EXCERPT TO READ.
[Beignet] [PATCH 3/3] add optimization for local copy propagation

Guo, Yejun yejun.guo at intel.com
Mon Sep 7 05:27:10 PDT 2015


Yes, there will be penalty for the case in your example. I read several documents for local copy propagation, and none mentioned this case. :(

For the method to iterate new instructions/registers, it requires to add the 'new' flag during GenIR to SelectionIR period, since the current implementation is large, I think it might not be so good, there is high possibility to miss something.

I prefer for the liveness method, it provides much information which could be possibly used in other later optimizations. I'll check if ir::liveness could be reused or need to design a new liveness for selection ir.

-----Original Message-----
From: Zhigang Gong [mailto:zhigang.gong at linux.intel.com] 
Sent: Monday, September 07, 2015 2:47 PM
To: Guo, Yejun; beignet at lists.freedesktop.org
Subject: RE: [Beignet] [PATCH 3/3] add optimization for local copy propagation

Right, only the instructions created in instruction selection stage could be optimized here.
No need to iterate all the instructions. And no need to do multiple round check. Just one round check, and only need to check those temporary registers(only live in this BB). If any register is in live out set, then we do not need to touch it.

Please take a look at the following example
(%r1 is in live in set, and %r0 is in liveout set, and the MOV %r0, %r1 is the last use of the %r1):

MOV %r0, %r1
...
ADD %r5, %r0, %r2

If use this optimization, it will become:

MOV %r0, %r1
...
ADD %r5, %r1, %r2

Because %r0 is in liveout set, the MOV instruction is not dead instruction and will not be eliminated.
And the worse situation is the %r1's liveness interval incorrectly extent to the ADD instruction.

In the original code, %r1 is not alive at the ADD instruction, now both %r1 and %r0 are alive after the MOV instruction. Considering a worst case:
If there are many such type of MOV, then this optimization will not bring any optimization, but will increase register pressure dramatically.

So my two major suggestions are as below:

1. Try to iterate newly created instructions/registers only, this could reduce most of the overhead.

(Pointing dataset excerpts)
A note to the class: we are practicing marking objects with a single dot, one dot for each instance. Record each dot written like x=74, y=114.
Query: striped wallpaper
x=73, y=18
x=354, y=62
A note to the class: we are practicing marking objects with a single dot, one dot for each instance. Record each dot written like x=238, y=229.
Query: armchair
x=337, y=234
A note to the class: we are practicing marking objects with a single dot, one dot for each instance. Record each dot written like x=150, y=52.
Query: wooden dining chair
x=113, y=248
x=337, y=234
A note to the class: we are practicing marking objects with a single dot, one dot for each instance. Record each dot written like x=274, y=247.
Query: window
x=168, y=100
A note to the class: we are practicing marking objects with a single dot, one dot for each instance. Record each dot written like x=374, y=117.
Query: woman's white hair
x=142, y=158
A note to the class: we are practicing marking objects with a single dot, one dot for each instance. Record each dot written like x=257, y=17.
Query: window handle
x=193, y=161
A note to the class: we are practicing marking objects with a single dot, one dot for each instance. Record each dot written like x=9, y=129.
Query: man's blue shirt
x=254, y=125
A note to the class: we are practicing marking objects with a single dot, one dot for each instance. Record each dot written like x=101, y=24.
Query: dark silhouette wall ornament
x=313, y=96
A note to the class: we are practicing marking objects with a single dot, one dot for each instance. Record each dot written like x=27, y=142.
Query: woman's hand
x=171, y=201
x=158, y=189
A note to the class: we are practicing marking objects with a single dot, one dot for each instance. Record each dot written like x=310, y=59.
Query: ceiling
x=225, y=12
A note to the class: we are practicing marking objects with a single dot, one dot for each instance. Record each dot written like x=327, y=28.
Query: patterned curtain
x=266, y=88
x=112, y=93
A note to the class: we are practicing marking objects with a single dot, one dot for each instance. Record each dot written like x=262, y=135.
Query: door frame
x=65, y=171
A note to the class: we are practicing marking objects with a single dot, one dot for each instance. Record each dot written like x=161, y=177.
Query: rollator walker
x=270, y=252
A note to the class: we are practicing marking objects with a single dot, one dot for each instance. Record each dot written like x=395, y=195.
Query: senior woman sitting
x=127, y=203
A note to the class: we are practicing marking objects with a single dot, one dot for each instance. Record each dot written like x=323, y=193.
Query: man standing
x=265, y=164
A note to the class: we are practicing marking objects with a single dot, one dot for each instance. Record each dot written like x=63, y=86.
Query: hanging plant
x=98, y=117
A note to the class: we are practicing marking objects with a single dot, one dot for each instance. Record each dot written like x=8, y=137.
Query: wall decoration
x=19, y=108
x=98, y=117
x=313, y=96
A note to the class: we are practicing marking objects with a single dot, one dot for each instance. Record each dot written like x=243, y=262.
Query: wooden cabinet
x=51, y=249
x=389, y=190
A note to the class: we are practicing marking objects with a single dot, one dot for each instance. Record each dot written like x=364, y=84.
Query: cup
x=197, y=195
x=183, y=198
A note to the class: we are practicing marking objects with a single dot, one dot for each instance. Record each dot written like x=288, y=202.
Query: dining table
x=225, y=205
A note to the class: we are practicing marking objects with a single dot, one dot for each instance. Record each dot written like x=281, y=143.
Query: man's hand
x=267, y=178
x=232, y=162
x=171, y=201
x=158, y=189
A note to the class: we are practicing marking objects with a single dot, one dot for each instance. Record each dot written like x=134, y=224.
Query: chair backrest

* * *

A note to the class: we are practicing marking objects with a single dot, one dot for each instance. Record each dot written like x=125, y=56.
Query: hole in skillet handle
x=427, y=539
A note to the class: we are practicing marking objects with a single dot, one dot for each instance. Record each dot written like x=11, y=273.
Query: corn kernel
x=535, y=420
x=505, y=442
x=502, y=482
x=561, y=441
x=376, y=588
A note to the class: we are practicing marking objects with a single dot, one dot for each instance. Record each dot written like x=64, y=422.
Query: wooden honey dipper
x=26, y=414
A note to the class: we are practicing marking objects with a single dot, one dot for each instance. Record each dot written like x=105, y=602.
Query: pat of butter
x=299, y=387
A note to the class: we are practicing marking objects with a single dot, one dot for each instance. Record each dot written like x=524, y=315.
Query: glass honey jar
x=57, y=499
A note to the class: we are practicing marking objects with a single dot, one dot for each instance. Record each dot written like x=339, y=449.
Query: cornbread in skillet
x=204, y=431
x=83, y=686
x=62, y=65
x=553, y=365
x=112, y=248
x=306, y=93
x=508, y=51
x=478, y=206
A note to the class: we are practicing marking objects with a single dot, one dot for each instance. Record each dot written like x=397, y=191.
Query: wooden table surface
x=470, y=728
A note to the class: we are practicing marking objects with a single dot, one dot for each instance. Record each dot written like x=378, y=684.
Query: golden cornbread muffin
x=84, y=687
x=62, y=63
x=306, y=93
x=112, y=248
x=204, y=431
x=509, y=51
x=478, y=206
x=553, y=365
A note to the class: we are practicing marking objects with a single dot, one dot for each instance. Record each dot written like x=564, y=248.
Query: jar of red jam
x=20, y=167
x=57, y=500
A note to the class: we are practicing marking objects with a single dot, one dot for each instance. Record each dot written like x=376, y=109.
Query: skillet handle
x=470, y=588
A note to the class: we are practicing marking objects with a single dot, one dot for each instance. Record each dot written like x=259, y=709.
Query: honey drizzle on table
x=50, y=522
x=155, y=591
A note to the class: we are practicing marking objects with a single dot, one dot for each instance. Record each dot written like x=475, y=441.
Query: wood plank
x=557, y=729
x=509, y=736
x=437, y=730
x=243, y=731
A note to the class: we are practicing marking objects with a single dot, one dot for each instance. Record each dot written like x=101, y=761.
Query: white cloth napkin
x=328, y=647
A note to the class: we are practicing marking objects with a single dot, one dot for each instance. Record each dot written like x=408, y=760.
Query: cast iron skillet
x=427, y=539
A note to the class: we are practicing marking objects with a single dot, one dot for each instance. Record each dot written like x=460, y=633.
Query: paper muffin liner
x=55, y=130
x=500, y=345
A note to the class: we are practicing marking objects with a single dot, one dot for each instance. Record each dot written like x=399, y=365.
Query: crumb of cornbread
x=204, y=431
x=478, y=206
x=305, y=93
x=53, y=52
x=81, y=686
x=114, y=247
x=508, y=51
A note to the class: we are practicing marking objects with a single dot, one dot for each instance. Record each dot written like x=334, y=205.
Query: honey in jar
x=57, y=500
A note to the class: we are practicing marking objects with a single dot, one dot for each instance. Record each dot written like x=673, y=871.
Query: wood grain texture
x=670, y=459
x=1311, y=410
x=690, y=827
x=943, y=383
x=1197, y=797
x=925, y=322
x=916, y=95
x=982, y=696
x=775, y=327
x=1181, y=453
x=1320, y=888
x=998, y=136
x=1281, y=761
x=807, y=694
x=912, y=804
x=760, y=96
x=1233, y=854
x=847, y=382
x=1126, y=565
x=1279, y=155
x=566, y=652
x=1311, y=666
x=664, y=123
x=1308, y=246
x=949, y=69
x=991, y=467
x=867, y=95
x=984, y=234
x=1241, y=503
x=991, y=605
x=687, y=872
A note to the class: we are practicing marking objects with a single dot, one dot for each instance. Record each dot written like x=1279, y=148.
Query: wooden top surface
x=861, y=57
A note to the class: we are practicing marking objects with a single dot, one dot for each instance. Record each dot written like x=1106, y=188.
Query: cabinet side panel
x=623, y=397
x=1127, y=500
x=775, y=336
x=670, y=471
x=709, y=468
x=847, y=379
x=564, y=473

--

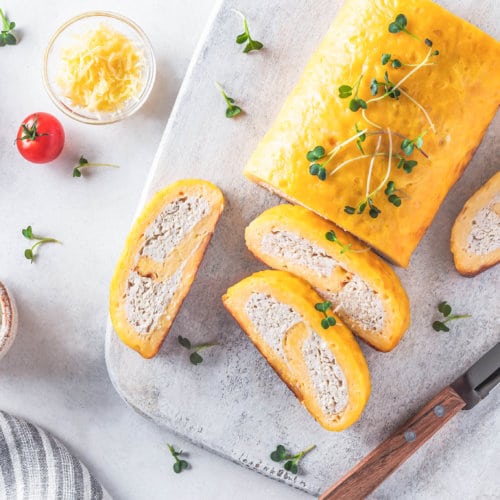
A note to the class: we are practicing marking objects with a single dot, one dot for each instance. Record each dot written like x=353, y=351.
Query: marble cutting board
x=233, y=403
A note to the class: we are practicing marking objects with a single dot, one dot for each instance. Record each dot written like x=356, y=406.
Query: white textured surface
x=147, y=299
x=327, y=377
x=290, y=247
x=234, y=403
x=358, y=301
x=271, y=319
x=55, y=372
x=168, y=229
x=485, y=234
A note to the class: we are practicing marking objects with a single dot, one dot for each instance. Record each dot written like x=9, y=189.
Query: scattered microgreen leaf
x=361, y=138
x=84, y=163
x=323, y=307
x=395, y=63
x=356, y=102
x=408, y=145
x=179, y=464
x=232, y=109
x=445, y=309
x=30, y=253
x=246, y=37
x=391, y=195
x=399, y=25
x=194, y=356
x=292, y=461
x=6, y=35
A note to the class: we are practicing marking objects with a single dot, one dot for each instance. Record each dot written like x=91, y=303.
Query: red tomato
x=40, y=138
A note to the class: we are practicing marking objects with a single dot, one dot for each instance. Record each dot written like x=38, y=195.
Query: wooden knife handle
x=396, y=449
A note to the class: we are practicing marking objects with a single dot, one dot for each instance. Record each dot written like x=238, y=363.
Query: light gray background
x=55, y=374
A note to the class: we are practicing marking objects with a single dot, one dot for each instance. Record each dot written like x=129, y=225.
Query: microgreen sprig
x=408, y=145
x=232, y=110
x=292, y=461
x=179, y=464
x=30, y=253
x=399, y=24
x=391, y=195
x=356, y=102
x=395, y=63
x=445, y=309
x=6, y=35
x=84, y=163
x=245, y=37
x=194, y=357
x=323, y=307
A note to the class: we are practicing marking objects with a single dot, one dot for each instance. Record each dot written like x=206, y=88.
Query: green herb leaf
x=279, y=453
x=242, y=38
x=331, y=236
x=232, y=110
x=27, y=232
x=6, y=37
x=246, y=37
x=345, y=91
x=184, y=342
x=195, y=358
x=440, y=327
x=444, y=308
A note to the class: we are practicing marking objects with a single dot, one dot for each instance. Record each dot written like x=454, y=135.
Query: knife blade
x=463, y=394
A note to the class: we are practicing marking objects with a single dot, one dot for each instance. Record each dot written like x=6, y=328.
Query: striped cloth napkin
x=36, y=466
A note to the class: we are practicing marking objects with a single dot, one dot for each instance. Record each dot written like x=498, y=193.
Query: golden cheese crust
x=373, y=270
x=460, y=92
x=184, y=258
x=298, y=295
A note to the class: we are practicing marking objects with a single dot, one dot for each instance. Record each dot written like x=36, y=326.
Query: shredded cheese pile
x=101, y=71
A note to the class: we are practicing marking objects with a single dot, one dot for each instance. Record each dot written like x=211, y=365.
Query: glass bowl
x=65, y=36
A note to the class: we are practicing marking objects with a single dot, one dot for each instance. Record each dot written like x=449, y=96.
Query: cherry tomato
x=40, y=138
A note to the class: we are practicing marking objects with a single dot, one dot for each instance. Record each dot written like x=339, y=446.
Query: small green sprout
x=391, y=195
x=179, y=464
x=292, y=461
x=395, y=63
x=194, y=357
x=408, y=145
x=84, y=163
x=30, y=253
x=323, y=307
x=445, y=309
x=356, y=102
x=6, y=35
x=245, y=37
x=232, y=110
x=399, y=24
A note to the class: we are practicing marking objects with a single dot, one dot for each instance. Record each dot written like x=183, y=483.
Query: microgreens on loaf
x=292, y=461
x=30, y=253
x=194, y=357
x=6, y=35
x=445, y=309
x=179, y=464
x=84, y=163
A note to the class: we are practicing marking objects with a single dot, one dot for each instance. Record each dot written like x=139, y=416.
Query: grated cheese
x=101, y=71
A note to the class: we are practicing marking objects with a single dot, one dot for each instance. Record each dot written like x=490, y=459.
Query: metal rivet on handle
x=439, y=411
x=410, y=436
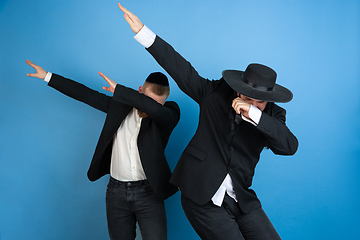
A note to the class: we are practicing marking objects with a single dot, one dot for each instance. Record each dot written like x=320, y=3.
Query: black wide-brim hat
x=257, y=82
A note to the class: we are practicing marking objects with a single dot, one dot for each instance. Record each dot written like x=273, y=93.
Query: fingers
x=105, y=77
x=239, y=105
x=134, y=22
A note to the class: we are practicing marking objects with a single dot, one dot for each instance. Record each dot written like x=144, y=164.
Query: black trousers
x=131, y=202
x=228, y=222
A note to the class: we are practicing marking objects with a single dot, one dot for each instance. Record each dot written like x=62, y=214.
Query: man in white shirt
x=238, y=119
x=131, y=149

WHAT YOU SHOULD DO.
Carry on the Beignet mailing-list thread about local copy propagation from its last line. The rows were taken from a separate source and have no connection to the thread.

IN RESPONSE.
2. Use liveness information, don't touch any registers in the liveout set, actually, if you only iterate those newly created instructions, you may avoid any liveout registers naturally.

> -----Original Message-----
> From: Beignet [mailto:beignet-bounces at lists.freedesktop.org] On Behalf 
> Of Guo, Yejun
> Sent: Monday, September 7, 2015 2:11 PM
> To: Zhigang Gong; beignet at lists.freedesktop.org
> Subject: Re: [Beignet] [PATCH 3/3] add optimization for local copy 
> propagation
> 
> It is expected that there will be improvement with the optimization 
> since some instructions are removed.
> 
> As mentioned in the commit log, this patch itself does not remove any 
> instruction, it modifies some instruction to make the removal possible.
> 
> GenWriter::removeMOVs() did the work inside each basic block at Gen IR 
> level, the idea can be introduced for Selection IR level, and 
> removeMovs globally might also needed for Selection IR.
> 
> Even GenWriter::removeMOVs() has done the optimization at Gen IR 
> level, it is also necessary to do the same idea again at Selection IR 
> level, since we introduced some extra instructions during GenIR to 
> SelectionIR and/or other functions.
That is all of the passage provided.